PROBLEM 1. Copy the passage of the article on Louise de Ramezay that falls between "Louise de Ramezay (1705–1776)" and "a Canadian aristocrat.", inclusive.
PROBLEM 2. In the article on Louise de Ramezay, shorten the paragraph beginning "At around 30, Louise assumed" while keeping its main facts.
PROBLEM 3. Continue the article on Louise de Ramezay from the point where it stops.

*** Opening of EXCERPT TO READ ***

= Louise de Ramezay =

Canadian businesswoman (1705–1776)

Louise de Ramezay (1705–1776) was a businesswoman from Montreal, Quebec, Canada, who successfully managed several businesses in colonial times. She owned and operated a chain of sawmills and other enterprises to remain financially secure as a Canadian aristocrat.

== Biography ==
Louise was born on 6 July 1705, the daughter of Claude de Ramezay, governor of Montreal, and Marie-Charlotte Denys de La Ronde. Louise was educated at the Ursuline convent in Quebec City.

Her father built his first sawmill at the beginning of the 18th century on the Ramezay property located on the seigneury of Chambly, Quebec, on the banks of the Huron River. The sawmill was well situated so it could supply beams, planks and planking to customers, including the shipyards of Quebec City.

At around 30, Louise assumed a management role by taking partial control of the family's sawmill, which was not easy given that it was destroyed with regularity by spring floods. When her father died in 1724, his wife initially assumed management of the sawmill in partnership with Clément de Sabrevois de Bleury, but that arrangement ended in a long and messy lawsuit. After it was settled in 1739, Louise assumed sole management from her mother and prospered.

*** Close of EXCERPT TO READ ***
*** Opening of MATERIAL PROVIDED ***

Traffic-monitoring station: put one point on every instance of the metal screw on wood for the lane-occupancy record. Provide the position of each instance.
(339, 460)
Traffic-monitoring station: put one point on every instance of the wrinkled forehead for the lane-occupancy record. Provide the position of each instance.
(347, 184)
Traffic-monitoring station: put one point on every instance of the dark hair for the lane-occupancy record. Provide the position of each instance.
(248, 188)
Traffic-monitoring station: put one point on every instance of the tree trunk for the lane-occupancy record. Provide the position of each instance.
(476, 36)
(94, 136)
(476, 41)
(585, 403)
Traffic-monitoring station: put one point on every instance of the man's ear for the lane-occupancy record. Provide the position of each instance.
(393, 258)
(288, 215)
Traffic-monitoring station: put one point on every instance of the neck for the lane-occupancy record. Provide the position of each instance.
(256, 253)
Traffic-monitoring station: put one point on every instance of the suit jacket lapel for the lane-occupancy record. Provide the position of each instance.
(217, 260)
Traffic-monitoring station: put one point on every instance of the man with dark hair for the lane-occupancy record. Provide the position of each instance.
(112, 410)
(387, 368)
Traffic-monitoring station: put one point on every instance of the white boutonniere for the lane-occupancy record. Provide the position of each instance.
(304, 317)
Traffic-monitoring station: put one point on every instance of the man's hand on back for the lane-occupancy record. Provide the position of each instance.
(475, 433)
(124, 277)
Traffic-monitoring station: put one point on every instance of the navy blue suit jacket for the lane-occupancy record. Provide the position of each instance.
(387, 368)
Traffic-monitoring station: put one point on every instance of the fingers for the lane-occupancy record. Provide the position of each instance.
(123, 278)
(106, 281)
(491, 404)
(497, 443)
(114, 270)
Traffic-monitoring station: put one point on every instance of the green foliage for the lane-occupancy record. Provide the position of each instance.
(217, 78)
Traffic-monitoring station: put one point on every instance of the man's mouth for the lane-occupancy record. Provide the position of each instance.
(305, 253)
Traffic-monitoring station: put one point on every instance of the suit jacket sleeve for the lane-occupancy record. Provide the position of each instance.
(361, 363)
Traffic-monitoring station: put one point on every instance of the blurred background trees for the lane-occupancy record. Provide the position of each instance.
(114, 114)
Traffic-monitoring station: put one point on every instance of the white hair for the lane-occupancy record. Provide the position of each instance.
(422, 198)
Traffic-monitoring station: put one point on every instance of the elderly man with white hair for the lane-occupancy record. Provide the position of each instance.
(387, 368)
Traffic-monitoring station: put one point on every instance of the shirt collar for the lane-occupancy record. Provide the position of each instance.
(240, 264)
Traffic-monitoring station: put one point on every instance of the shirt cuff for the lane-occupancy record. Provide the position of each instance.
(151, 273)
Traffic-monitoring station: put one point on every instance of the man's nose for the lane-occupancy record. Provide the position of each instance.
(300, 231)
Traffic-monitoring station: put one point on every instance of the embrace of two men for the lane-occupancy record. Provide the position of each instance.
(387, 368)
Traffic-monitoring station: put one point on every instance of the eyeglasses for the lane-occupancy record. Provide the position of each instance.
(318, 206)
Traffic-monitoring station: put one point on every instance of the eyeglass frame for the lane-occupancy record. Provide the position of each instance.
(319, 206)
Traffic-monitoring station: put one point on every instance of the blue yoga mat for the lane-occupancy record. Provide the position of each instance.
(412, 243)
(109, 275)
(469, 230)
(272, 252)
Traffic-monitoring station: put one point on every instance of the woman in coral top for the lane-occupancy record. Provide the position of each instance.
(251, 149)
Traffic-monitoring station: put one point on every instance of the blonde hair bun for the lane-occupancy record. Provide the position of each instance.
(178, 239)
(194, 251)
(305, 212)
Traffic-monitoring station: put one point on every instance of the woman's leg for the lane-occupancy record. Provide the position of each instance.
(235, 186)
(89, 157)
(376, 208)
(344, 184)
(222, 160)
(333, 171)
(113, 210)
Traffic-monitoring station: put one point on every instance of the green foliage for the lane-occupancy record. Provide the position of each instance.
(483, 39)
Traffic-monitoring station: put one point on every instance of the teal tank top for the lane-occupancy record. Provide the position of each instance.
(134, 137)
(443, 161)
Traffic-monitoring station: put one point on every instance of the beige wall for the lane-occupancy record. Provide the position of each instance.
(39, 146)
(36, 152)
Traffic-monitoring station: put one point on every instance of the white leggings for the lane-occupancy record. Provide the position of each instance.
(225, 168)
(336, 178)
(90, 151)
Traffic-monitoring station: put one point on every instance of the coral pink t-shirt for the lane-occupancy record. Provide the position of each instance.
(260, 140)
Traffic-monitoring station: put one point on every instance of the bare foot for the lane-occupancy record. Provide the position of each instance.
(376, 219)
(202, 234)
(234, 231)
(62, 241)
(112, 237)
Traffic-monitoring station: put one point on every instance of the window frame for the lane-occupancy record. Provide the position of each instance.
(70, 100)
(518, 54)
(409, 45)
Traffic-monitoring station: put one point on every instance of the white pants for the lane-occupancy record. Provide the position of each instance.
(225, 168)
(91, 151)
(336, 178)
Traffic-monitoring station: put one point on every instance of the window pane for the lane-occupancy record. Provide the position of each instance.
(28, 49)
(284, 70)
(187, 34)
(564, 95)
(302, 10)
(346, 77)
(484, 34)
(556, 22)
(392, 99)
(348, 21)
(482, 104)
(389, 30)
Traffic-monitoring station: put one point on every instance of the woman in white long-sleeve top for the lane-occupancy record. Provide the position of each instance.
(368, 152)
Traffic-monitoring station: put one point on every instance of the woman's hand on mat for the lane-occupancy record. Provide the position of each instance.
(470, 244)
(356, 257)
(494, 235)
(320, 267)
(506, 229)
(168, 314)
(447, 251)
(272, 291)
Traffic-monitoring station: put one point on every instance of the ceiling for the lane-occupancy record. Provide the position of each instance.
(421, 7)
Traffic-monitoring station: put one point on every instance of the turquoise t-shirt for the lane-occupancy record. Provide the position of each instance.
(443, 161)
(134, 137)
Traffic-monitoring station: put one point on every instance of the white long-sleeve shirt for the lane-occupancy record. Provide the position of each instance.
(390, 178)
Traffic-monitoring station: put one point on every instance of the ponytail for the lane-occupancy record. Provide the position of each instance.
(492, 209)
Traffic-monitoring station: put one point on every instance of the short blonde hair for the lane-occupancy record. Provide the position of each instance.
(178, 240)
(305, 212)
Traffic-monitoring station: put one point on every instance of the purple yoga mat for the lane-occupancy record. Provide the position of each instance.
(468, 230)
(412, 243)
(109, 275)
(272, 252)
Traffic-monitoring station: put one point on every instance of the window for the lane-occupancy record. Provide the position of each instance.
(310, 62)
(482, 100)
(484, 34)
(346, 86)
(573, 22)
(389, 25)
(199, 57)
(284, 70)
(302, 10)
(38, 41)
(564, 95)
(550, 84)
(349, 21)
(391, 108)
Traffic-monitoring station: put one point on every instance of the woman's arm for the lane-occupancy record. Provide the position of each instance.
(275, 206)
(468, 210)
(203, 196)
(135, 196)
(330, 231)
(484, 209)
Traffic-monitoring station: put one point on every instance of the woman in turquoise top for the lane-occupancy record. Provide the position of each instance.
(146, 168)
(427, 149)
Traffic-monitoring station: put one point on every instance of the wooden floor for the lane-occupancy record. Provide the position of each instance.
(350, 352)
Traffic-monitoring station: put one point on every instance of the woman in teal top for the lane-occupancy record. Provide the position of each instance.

*** Close of MATERIAL PROVIDED ***

EXERCISE RESULT 1.
Louise de Ramezay (1705–1776) was a businesswoman from Montreal, Quebec, Canada, who successfully managed several businesses in colonial times. She owned and operated a chain of sawmills and other enterprises to remain financially secure as a Canadian aristocrat.

EXERCISE RESULT 2. At about 30, Louise took partial control of the family sawmill, which spring floods regularly destroyed. After her father died in 1724, her mother ran the mill with Clément de Sabrevois de Bleury until that partnership ended in a long lawsuit. Once it was settled in 1739, Louise took sole management over from her mother and prospered.

EXERCISE RESULT 3.
According to Fortin: "It was therefore quite natural that she took over the management when the opportunity arose. Until her death at the age of 71, this single woman ran her sawmill and other enterprises with unwavering determination, despite the numerous obstacles." According to Paré: "For over 30 years, Louise de Ramezay constantly ensured that the sawmill on the Huron River remained operational, as the business had to pay an annual rent of 112 livres to the seigneurs of Chambly and 600 livres to her sisters and her brother, Jean-Baptiste-Nicolas-Roch, who, like her, were heirs to their father's estate." By 1755, Louise was operating a tannery and several other mills in addition to the one she had inherited. The contract for the first sawmill was renewed regularly, which was considered a "testament to its success and almost uninterrupted operation."

Louise never married. She died in Chambly, Quebec, on 22 October 1776.